━━━━━ EXTRACTED TEXT
Book coverYou’re forgiven if you think I’ve read this book before–after all, the immediately post-Pendleton Executioner books have a single plot with different locations and, if you’ll pardon the pun, different execution by the different house authors. But, no, I was remembering that I’d read a book called The Libyan Contract. Which was written about eight years before this book (and I read it five years ago, if we’re really into historical records). It shares a certain element of plot that I’ll get to in a moment.

At any rate, it has a similar complaint to the others I’ve read this year: The plot is basically the same. Bolan has to go somewhere exotic to rescue someone and defeat some terrorist plot in the midst. In this case, he’s going to Libya to track down a Puerto Rican agent he’s worked with along with a military shipment of a biological weapon. As in The Libyan Connection, the American agent helps to preserve Khaddafi as the ruler as Bolan thwarts a Soviet-backed coup in the process.

As I read these forty-year-old thrillers, I can’t help but wonder: What if there’s a conspiracy amongst thriller writers to keep the world in an agitated state of turmoil which is why the same places keep boiling up time and again? It’s either that, or history marches at a pace of decades, which means it’s too long for myopic modern audiences to understand or to support when it comes to cultural and military conflict. But, sadly, that’s a very reality-centric view that gets no truck from modern American consumers.
━━━━━━━━━━
━━━━━ STUDY MATERIAL
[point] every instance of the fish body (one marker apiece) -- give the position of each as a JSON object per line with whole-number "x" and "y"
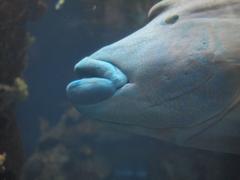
{"x": 176, "y": 79}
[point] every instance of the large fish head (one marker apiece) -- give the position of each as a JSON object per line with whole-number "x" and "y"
{"x": 174, "y": 73}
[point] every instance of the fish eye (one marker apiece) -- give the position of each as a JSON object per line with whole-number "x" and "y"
{"x": 172, "y": 19}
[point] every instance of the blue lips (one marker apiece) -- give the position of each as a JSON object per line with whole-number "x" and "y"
{"x": 98, "y": 81}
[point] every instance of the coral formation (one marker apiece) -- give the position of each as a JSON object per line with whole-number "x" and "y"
{"x": 13, "y": 49}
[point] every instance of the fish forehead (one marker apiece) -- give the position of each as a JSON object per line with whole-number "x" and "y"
{"x": 169, "y": 102}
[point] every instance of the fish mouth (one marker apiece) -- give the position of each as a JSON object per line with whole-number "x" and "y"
{"x": 97, "y": 81}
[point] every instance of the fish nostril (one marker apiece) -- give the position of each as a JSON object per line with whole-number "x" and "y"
{"x": 89, "y": 67}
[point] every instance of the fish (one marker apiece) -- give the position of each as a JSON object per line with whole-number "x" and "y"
{"x": 176, "y": 79}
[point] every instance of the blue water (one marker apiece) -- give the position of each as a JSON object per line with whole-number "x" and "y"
{"x": 63, "y": 37}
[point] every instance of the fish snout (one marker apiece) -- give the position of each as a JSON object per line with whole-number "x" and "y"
{"x": 97, "y": 81}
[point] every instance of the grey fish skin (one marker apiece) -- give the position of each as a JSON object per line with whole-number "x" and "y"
{"x": 182, "y": 77}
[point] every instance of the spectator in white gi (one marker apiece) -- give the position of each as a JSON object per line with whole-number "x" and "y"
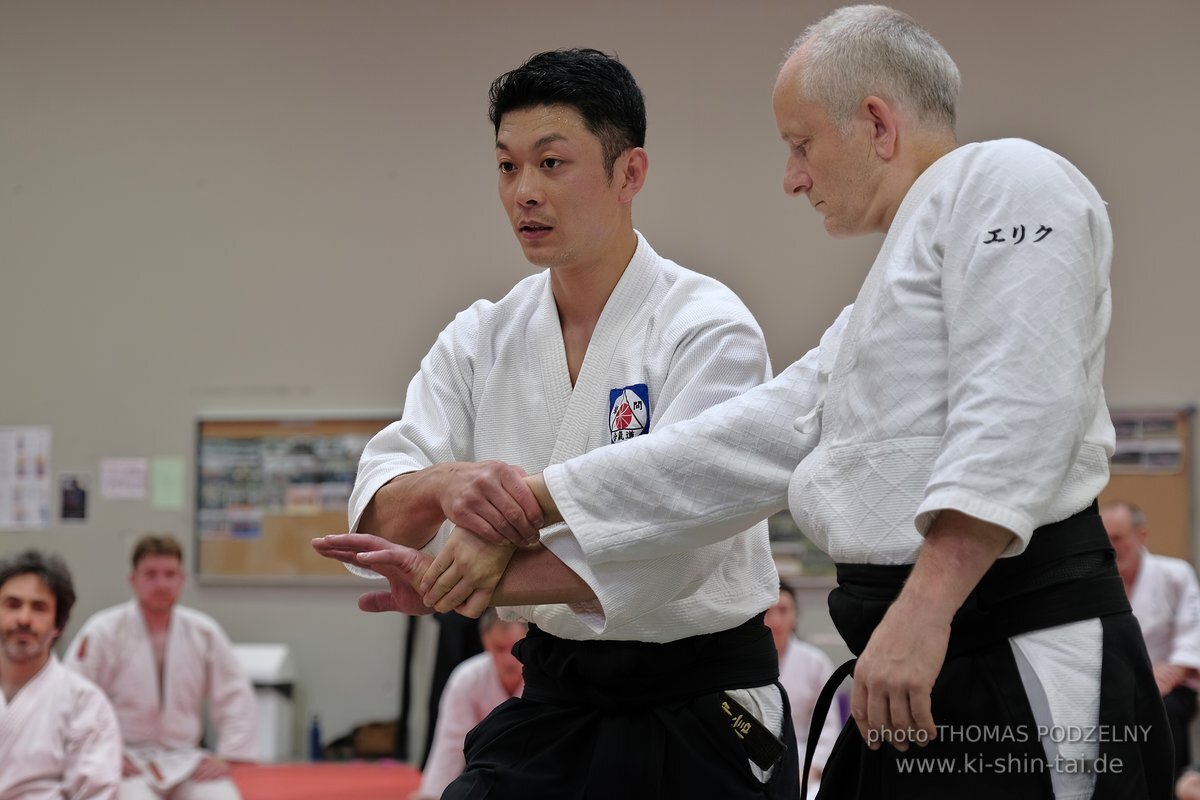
{"x": 58, "y": 733}
{"x": 1165, "y": 599}
{"x": 609, "y": 342}
{"x": 803, "y": 671}
{"x": 161, "y": 663}
{"x": 475, "y": 686}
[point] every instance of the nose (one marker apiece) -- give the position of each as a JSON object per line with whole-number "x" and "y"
{"x": 796, "y": 178}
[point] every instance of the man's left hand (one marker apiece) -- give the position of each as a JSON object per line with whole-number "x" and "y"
{"x": 1169, "y": 677}
{"x": 894, "y": 678}
{"x": 465, "y": 573}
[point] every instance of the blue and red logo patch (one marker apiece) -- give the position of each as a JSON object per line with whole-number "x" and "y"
{"x": 629, "y": 411}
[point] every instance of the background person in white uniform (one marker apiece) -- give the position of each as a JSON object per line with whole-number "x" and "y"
{"x": 475, "y": 686}
{"x": 1165, "y": 599}
{"x": 598, "y": 350}
{"x": 803, "y": 671}
{"x": 953, "y": 415}
{"x": 161, "y": 665}
{"x": 58, "y": 733}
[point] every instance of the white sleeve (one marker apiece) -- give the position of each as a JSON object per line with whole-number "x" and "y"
{"x": 438, "y": 420}
{"x": 94, "y": 749}
{"x": 691, "y": 483}
{"x": 231, "y": 702}
{"x": 1186, "y": 644}
{"x": 1025, "y": 319}
{"x": 455, "y": 720}
{"x": 88, "y": 655}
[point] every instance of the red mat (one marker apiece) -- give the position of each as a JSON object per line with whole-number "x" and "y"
{"x": 327, "y": 781}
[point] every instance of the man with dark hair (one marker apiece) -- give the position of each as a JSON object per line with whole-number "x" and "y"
{"x": 945, "y": 444}
{"x": 58, "y": 733}
{"x": 634, "y": 690}
{"x": 160, "y": 663}
{"x": 477, "y": 686}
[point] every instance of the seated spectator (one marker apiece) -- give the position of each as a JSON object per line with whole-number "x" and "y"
{"x": 803, "y": 671}
{"x": 159, "y": 663}
{"x": 58, "y": 733}
{"x": 1188, "y": 786}
{"x": 1165, "y": 599}
{"x": 477, "y": 686}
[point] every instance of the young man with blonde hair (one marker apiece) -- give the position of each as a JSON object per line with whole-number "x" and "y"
{"x": 161, "y": 663}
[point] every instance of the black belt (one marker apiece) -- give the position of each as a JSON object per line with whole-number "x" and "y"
{"x": 1067, "y": 573}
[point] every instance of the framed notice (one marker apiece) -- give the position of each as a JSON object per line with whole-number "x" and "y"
{"x": 265, "y": 487}
{"x": 1152, "y": 468}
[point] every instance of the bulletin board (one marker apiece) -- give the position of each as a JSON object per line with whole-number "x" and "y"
{"x": 1152, "y": 469}
{"x": 268, "y": 486}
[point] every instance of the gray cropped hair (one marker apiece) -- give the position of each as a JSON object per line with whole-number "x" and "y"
{"x": 861, "y": 50}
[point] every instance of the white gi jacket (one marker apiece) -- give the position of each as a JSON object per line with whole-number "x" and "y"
{"x": 472, "y": 691}
{"x": 496, "y": 385}
{"x": 966, "y": 376}
{"x": 162, "y": 723}
{"x": 1165, "y": 599}
{"x": 803, "y": 672}
{"x": 59, "y": 739}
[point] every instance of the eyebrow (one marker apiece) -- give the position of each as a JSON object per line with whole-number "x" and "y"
{"x": 550, "y": 138}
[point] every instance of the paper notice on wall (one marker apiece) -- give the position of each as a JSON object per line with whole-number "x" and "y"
{"x": 167, "y": 482}
{"x": 24, "y": 477}
{"x": 123, "y": 479}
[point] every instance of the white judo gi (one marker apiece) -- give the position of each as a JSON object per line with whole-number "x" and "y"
{"x": 1165, "y": 599}
{"x": 496, "y": 385}
{"x": 59, "y": 739}
{"x": 162, "y": 722}
{"x": 966, "y": 376}
{"x": 473, "y": 690}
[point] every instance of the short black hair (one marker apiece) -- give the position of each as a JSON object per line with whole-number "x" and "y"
{"x": 597, "y": 85}
{"x": 54, "y": 573}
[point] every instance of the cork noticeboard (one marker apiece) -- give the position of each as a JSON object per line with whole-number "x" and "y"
{"x": 1152, "y": 469}
{"x": 267, "y": 487}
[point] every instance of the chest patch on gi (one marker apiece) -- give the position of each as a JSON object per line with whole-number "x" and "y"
{"x": 629, "y": 411}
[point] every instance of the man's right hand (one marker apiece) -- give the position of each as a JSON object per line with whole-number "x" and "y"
{"x": 401, "y": 565}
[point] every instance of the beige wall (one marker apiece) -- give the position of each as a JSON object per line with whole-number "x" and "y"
{"x": 229, "y": 205}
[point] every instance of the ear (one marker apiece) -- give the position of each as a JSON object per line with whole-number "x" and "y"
{"x": 633, "y": 167}
{"x": 883, "y": 121}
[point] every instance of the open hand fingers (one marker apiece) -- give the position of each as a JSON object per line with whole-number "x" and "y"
{"x": 477, "y": 603}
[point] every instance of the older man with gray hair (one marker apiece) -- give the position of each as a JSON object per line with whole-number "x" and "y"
{"x": 945, "y": 444}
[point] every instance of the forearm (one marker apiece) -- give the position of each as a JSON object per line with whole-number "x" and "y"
{"x": 535, "y": 576}
{"x": 957, "y": 553}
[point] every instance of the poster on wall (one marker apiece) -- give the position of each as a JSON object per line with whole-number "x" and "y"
{"x": 24, "y": 477}
{"x": 73, "y": 497}
{"x": 1149, "y": 440}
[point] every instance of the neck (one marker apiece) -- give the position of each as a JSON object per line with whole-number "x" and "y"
{"x": 581, "y": 292}
{"x": 15, "y": 675}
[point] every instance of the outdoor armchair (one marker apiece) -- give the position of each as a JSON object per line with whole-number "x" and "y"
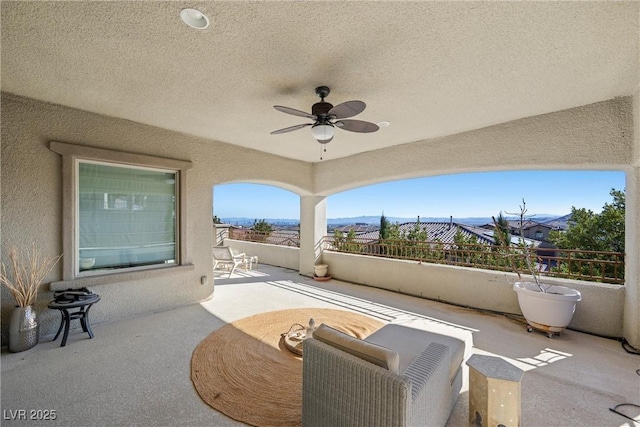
{"x": 224, "y": 256}
{"x": 350, "y": 382}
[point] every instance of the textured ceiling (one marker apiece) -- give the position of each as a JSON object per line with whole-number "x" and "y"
{"x": 429, "y": 68}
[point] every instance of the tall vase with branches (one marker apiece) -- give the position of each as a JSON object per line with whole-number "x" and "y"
{"x": 22, "y": 275}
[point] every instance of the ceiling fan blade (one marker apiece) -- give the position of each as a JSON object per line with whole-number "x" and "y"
{"x": 348, "y": 109}
{"x": 294, "y": 112}
{"x": 290, "y": 128}
{"x": 357, "y": 126}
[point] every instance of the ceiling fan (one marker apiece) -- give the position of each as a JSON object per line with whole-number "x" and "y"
{"x": 326, "y": 118}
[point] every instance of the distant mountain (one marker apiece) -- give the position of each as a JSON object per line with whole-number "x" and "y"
{"x": 375, "y": 220}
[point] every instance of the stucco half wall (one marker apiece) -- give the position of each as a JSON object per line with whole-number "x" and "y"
{"x": 599, "y": 312}
{"x": 31, "y": 209}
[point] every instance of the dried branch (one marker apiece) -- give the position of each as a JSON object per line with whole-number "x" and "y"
{"x": 26, "y": 271}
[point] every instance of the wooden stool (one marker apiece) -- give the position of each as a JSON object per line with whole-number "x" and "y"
{"x": 494, "y": 392}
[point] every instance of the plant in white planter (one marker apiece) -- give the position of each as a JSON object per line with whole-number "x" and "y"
{"x": 548, "y": 308}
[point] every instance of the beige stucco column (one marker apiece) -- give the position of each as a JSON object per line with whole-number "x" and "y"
{"x": 313, "y": 227}
{"x": 631, "y": 319}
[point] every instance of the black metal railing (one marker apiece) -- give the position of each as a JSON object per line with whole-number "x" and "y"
{"x": 278, "y": 237}
{"x": 604, "y": 267}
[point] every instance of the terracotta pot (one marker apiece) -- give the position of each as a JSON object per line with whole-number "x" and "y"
{"x": 23, "y": 329}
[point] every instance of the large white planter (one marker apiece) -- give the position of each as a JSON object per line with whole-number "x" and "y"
{"x": 549, "y": 311}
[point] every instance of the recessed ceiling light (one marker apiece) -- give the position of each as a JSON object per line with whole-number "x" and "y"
{"x": 194, "y": 18}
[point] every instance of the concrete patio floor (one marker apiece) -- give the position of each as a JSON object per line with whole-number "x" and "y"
{"x": 136, "y": 371}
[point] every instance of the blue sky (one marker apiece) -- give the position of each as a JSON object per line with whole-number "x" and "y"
{"x": 460, "y": 195}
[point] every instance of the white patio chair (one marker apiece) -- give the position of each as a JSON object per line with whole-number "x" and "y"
{"x": 224, "y": 256}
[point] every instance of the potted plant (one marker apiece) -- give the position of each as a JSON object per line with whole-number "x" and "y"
{"x": 24, "y": 274}
{"x": 545, "y": 307}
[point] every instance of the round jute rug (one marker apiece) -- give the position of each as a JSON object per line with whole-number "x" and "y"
{"x": 244, "y": 370}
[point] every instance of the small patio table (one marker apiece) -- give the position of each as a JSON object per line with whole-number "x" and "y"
{"x": 65, "y": 302}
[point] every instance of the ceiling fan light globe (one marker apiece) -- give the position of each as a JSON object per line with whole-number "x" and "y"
{"x": 323, "y": 132}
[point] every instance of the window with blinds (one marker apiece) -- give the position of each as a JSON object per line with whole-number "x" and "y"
{"x": 126, "y": 216}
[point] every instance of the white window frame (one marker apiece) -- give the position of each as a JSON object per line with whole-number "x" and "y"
{"x": 71, "y": 156}
{"x": 77, "y": 248}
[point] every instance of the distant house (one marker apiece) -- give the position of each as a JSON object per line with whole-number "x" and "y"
{"x": 532, "y": 229}
{"x": 358, "y": 228}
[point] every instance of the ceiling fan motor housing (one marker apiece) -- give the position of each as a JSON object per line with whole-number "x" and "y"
{"x": 321, "y": 109}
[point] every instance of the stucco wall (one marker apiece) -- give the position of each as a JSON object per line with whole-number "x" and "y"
{"x": 599, "y": 312}
{"x": 31, "y": 209}
{"x": 596, "y": 137}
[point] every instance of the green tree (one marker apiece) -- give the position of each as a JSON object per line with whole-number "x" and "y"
{"x": 384, "y": 227}
{"x": 595, "y": 232}
{"x": 501, "y": 231}
{"x": 260, "y": 231}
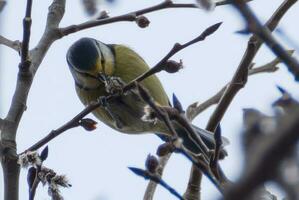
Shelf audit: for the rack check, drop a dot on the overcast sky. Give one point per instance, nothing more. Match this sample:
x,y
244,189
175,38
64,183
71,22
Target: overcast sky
x,y
96,162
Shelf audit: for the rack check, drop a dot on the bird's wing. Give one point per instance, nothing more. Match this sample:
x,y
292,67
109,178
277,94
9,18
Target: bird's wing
x,y
130,65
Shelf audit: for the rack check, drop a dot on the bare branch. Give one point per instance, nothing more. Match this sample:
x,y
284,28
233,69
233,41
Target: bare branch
x,y
196,108
25,62
152,185
269,153
2,4
18,104
132,16
15,45
240,75
264,34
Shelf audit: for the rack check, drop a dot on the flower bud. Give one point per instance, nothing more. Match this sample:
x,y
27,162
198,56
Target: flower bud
x,y
165,149
142,21
151,163
103,15
88,124
172,66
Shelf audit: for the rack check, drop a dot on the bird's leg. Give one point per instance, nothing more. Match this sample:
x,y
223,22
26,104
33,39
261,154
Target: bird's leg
x,y
105,104
114,85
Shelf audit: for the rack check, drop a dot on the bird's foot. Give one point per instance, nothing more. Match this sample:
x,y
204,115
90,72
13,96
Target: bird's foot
x,y
114,85
103,101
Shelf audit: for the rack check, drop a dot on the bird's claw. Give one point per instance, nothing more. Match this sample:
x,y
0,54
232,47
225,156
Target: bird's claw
x,y
103,101
114,85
━━━━━━━━━━
▶ [WHAT TO WORK ON]: Copy the book review starting at the words "At any rate, it" and stopping after "in the process.", and switch each "plot" to "storyline".

▶ [ANSWER SPACE]:
At any rate, it has a similar complaint to the others I’ve read this year: The storyline is basically the same. Bolan has to go somewhere exotic to rescue someone and defeat some terrorist storyline in the midst. In this case, he’s going to Libya to track down a Puerto Rican agent he’s worked with along with a military shipment of a biological weapon. As in The Libyan Connection, the American agent helps to preserve Khaddafi as the ruler as Bolan thwarts a Soviet-backed coup in the process.